- [WAS GEFORDERT IST]
Setzen Sie den Bericht über die geplante Motorradreise nach Afrika im Anschluss an seinen letzten Satz fort.

- [VORLIEGENDER TEXT]
Und so war es dann auch. Meine Afrika- und Wüstentour vom letzten Sommer, die Landschaft, die Weite und die Einsamkeit gehen mir nicht mehr aus dem Kopf, und so beschließe ich, jetzt, nach meinem Schulabschluss, eine zweite Afrikareise zu machen. Dieses Mal soll es grenzenlos sein, mit offenem Ende. Fahren, so weit es mich bringt, jeden Morgen aufstehen und nicht wissen, wo ich am Abend sein werde. Keine Rückkehr planen und damit auch nicht daran denken müssen. Ich stelle es mir wunderbar vor.
Ich weihe Caspar in meine Pläne ein. Er ist mein bester Freund, auch Motorradfahrer, auch er kann sich begeistern für die Freiheit auf zwei Rädern, für Afrika. Aber eine Tour, wie ich sie vorhabe, erfüllt ihn mit Skepsis. Caspars Eltern sind beide Ärzte, sein Vater, Dr. Fritz Thierfelder, ist Radiologe im Ärztehaus Heidelberg, seine Mutter ist Kinderärztin mit eigener Praxis. Die Familie gehört zur guten Gesellschaft von Heidelberg, und auch Caspar gilt nicht gerade als Aussteiger. Er hat ordentlich seine Schulzeit hinter sich gebracht, sein Abitur gemacht und steckt mitten im ersten Semester seines Medizinstudiums.
Wir unterscheiden uns sehr voneinander. Ich bin leicht zu begeistern, sehe eigentlich nie ein Problem (jedenfalls bis es mich auf die Nase haut) und bin stets guter Dinge. Caspar ist intellektuell, gedankenschwer, skeptisch. Er überlegt lange und gründlich, aber wenn er sich einmal entschieden hat, dann geht er seinen Weg. Ich beschreibe ihm Fahrten durch einsame Landschaften, Begegnungen mit fremden, exotischen Menschen, warme Wüstennächte unter sternenklarem Himmel. Und merke, wie es ihn packt. Er gibt zu, dass er im Sommer zwei Monate Semesterferien hat. Aber noch ist er nicht so weit. Ich gebe Ruhe. Und ihm Zeit.
Drei Wochen später willigt er ein. Er kommt mit, aber zum Herbst will er zurück sein und weiterstudieren, egal, wo wir dann sein würden. Abgemacht. Unser Ziel ist Lomé in Togo, gut 9.000 Kilometer Fahrtstrecke, davon 5.000 Kilometer durch die Sahara. Von Lomé will Caspar Anfang Oktober zurückfliegen.

- [DATENAUFLISTUNG]
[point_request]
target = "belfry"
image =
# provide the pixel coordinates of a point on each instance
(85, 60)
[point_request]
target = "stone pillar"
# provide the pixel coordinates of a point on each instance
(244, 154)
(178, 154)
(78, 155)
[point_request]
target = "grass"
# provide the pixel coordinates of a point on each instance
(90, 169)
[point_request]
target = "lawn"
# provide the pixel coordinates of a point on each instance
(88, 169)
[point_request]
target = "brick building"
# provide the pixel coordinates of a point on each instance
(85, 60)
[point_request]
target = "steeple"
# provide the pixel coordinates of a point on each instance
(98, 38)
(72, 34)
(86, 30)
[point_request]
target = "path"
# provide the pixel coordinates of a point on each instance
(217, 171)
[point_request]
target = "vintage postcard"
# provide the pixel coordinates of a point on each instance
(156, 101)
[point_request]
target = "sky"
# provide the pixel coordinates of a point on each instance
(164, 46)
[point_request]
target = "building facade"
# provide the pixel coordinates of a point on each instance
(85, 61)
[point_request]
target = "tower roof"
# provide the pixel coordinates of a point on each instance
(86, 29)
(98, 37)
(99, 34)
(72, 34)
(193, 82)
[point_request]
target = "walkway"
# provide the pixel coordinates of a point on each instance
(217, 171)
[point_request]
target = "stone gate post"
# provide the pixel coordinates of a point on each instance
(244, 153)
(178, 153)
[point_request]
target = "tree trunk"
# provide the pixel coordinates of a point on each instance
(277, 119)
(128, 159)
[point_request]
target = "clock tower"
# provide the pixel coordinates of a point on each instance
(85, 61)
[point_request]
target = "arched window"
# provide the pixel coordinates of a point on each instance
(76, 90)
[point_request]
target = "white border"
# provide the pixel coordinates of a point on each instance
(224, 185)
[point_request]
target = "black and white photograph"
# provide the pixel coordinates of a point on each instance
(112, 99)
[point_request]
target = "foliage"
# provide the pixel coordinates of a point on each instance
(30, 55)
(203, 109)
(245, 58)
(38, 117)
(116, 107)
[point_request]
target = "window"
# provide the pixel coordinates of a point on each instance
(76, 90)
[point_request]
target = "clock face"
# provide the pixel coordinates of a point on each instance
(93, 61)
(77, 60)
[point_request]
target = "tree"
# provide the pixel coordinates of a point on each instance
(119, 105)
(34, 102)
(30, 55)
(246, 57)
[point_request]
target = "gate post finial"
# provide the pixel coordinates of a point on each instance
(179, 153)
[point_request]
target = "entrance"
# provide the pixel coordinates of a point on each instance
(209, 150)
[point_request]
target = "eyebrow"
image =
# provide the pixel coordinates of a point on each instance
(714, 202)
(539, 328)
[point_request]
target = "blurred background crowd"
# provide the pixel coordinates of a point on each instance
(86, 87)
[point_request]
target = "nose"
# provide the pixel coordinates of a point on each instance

- [LÖSUNG DER AUFGABE]
Im Mai machen wir uns an die Vorbereitungen. Wir verkaufen unsere Straßenmaschinen und erstehen stattdessen zwei Yamaha XT 500 – gerade neu auf dem Markt und später der Klassiker schlechthin für Abenteuertouren. 500 Kubikzentimeter, ein Zylinder, wuchtiges Drehmoment, hochbeinig, robust. Für mich geht der Kauf nicht ohne Hilfe: Caspars Vater leiht mir Geld. Und überlässt uns darüber hinaus in den folgenden Monaten seine Garage für die erforderlichen Umbauarbeiten an den Motorrädern. Eine Garage in bester Lage und Wohngegend von Heidelberg, hoch oben am Berg mit einem herrlichen Blick über die Neckar- und die Rheinebene.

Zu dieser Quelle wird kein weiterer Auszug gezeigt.